== WORK TO BE COMPLETED ==
Swap each "select_pixel" for "locate_pixel" in the entries below and reproduce them with nothing else altered, leaving out the pictures.

Stored items
● ● ●
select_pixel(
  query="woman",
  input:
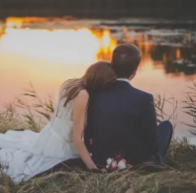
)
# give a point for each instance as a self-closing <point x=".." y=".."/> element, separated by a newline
<point x="25" y="154"/>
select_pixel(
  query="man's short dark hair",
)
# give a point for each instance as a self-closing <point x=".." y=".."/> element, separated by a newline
<point x="125" y="60"/>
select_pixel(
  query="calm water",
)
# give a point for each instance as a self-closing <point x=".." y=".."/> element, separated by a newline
<point x="47" y="52"/>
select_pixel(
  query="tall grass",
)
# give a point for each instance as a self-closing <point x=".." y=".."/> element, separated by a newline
<point x="40" y="110"/>
<point x="178" y="176"/>
<point x="190" y="106"/>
● ● ●
== EXPECTED OUTPUT ==
locate_pixel(
  query="woman",
  input:
)
# give a point for each instance as a self-closing <point x=".." y=".."/> element, separated by a newline
<point x="25" y="154"/>
locate_pixel(
  query="man's short dark hair",
)
# give a point for each instance as a self-closing <point x=".." y=".."/> element, separated by a newline
<point x="125" y="60"/>
locate_pixel(
  query="calm water",
)
# give a point for each instance as a self-closing <point x=".." y=".."/> element, separated by a newline
<point x="47" y="52"/>
locate_pixel(
  query="tall grass",
)
# give a point for each instance as a self-closing <point x=".." y=".."/> element, separated by a newline
<point x="40" y="110"/>
<point x="178" y="176"/>
<point x="190" y="106"/>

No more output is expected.